(Text Opens)

Who is Most Likely to Uncover Workplace Fraud?
March 26, 2010 | Tags: Business Intelligence at Work, Employer Responsibility, Ethics and Compliance Policy, Fraud, Fraud Detection, Hotlines, i-Sight Investigation Software, Internal Investigation, Reputation, Securities and Exchange Commission, The Journal of Finance, Whistleblower, Whistleblower Protection
There are lots of different ways that fraud is uncovered in the workplace. It may surprise many of you that it’s not the SEC you should fear- it’s your own employees. Employee whistleblowing continues to rise and has uncovered major fraud cases such as Enron, Pfizer and WorldCom. In the Dallasnews.com article “Whistleblowers Find More Corporate Fraud Than Regulators” they have reported that in the healthcare field, 41% of fraud cases are uncovered thanks to employees making the decision to blow the whistle. Today, many companies are encouraging their employees to report cases of fraud that they discover in the workplace, the only problem is, when employees step up to the plate, many of them still end up losing their jobs and facing retaliation the leads to them quitting. Many whistleblowers have been asked if they would do it again- most of them have said no.
The Rise of the Whistleblower
A recent study that was released in The Journal of Finance, “Who Blows the Whistle on Corporate Fraud?” has reported that Securities and Exchange Commissioners aren’t necessarily the ones that corrupt executives and employees should be afraid of. When it comes to reporting workplace fraud, the study reported that overall, 17% of the 216 cases they reviewed were uncovered thanks to employees within the company. SEC regulators only accounted for reporting 6.6% of the fraudulent cases reviewed.
The report gives two very different reasons regarding incentives or reasoning behind a whistleblowers decision to bring fraudulent actions public:
One reason is the fact that
“On occasion, employees can gain from whistleblowing. When employees can bring a qui tam suit that the company has defrauded the government, whistleblowers stand to win big time: on average our sample of successful qui tam whistleblowers collect $46.7 million.”
On the other end of the spectrum, the decision to blow the whistle has more to do with ethics rather than monetary gain.

(Text Closes)
(Provided records Opens)

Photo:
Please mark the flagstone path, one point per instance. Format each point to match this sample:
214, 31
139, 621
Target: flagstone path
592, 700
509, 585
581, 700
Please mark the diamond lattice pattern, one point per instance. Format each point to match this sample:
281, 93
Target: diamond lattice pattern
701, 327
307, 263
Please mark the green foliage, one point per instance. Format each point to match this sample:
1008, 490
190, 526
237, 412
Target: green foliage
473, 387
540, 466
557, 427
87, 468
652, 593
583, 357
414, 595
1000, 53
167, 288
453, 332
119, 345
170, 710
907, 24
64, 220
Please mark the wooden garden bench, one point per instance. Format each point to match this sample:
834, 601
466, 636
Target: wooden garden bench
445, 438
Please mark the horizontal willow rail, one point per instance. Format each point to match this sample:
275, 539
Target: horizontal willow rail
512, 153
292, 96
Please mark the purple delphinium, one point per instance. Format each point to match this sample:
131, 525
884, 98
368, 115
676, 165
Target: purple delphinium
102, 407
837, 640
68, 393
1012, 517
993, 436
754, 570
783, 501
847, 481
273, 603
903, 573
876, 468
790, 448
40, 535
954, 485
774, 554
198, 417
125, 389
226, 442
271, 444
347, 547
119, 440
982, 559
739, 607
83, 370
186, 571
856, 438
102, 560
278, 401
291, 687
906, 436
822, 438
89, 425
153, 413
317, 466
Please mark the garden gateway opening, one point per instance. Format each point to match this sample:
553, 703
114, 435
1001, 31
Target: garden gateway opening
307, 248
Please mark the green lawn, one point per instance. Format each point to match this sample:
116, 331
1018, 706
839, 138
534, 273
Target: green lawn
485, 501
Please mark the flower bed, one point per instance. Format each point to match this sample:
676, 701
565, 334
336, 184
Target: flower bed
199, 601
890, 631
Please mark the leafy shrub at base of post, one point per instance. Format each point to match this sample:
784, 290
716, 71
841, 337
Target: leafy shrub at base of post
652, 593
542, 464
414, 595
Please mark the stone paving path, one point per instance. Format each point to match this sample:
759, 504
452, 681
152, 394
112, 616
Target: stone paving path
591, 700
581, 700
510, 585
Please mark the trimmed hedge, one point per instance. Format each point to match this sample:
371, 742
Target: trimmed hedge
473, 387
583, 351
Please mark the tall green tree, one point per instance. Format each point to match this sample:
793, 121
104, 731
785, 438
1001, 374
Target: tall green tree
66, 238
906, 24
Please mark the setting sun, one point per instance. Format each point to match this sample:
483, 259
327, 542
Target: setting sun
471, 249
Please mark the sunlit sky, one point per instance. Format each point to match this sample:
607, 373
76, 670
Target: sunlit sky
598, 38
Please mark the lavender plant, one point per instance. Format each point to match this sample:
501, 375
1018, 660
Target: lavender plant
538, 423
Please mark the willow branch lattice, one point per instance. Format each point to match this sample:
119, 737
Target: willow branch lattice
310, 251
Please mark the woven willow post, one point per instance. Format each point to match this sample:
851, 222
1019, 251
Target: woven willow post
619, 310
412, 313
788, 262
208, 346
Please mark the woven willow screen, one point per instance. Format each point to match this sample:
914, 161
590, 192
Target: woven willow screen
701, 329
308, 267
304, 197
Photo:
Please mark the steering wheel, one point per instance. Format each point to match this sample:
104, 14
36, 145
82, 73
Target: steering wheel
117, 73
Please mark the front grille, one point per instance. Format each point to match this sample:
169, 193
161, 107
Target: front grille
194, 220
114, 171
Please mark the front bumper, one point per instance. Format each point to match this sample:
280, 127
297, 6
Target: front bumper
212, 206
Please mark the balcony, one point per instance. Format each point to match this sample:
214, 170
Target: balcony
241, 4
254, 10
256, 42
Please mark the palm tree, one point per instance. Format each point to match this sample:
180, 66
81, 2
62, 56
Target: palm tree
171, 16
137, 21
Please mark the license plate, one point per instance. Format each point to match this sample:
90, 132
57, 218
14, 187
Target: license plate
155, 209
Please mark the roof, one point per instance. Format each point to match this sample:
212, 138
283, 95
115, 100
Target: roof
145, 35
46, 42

(Provided records Closes)

Assignment »
Reproduce the part of the workplace fraud article that begins at the words "The report gives" and stops after the words "than monetary gain.". The items are not needed for this work.

Solved problem »
The report gives two very different reasons regarding incentives or reasoning behind a whistleblowers decision to bring fraudulent actions public:
One reason is the fact that
“On occasion, employees can gain from whistleblowing. When employees can bring a qui tam suit that the company has defrauded the government, whistleblowers stand to win big time: on average our sample of successful qui tam whistleblowers collect $46.7 million.”
On the other end of the spectrum, the decision to blow the whistle has more to do with ethics rather than monetary gain.